Your goal ▸
How many lines of the material below contain the word "water"? Reply with the number alone.

[start]

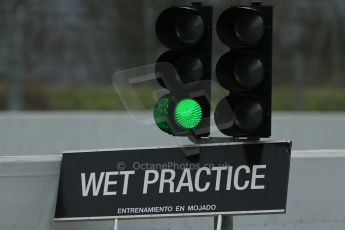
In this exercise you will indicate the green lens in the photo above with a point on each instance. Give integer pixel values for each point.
(188, 113)
(160, 114)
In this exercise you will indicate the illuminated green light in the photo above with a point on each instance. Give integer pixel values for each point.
(160, 114)
(188, 113)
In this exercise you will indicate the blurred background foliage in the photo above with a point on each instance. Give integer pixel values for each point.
(61, 55)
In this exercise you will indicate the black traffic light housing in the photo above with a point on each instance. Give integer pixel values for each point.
(187, 32)
(245, 71)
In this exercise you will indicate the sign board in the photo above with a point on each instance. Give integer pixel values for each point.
(233, 178)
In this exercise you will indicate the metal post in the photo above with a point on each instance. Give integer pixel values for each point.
(223, 223)
(116, 223)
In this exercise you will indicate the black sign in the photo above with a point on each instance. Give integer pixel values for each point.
(234, 178)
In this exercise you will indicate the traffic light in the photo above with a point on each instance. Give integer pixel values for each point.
(245, 71)
(186, 31)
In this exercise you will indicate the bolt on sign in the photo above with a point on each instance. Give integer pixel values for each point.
(232, 178)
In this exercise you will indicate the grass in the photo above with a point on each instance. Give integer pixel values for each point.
(105, 98)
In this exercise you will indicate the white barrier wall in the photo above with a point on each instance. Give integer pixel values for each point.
(316, 198)
(52, 133)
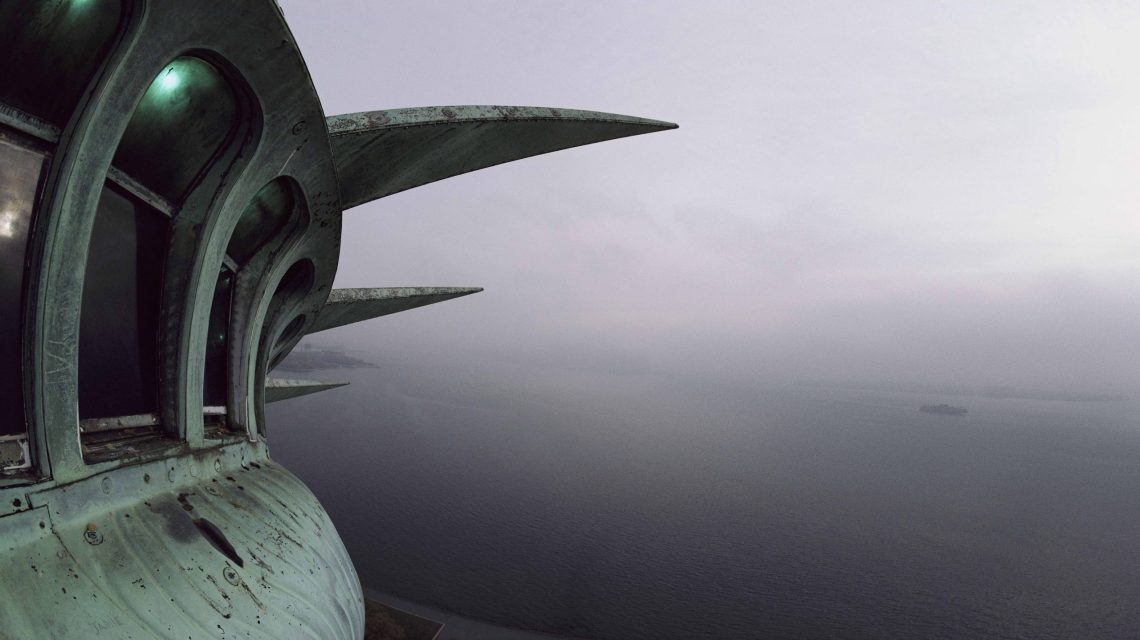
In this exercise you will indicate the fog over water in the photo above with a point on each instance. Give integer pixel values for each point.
(911, 194)
(865, 191)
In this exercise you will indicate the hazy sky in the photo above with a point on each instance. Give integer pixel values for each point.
(878, 191)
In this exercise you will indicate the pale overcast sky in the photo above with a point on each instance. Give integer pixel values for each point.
(858, 191)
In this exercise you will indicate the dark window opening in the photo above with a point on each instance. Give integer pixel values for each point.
(214, 391)
(185, 118)
(50, 51)
(262, 220)
(117, 342)
(19, 178)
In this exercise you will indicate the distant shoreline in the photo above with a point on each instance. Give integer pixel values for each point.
(306, 358)
(992, 393)
(459, 628)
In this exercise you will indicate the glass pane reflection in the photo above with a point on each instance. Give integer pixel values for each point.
(117, 341)
(19, 175)
(214, 391)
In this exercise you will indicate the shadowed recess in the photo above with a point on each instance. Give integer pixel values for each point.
(19, 173)
(185, 116)
(51, 48)
(263, 218)
(384, 152)
(349, 306)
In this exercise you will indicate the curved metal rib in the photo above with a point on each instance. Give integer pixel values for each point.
(348, 306)
(383, 152)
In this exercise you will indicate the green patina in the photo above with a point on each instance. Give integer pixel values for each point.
(171, 520)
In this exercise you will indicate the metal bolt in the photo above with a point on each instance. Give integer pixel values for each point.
(230, 575)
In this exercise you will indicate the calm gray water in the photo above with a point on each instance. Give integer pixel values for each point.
(635, 507)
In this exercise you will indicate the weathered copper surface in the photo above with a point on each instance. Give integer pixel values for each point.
(172, 521)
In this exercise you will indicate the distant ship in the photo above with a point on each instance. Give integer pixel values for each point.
(944, 410)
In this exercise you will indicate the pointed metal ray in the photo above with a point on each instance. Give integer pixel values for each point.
(281, 389)
(348, 306)
(383, 152)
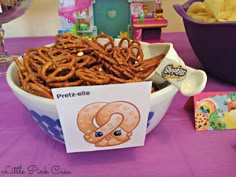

[end]

Answer ▸
2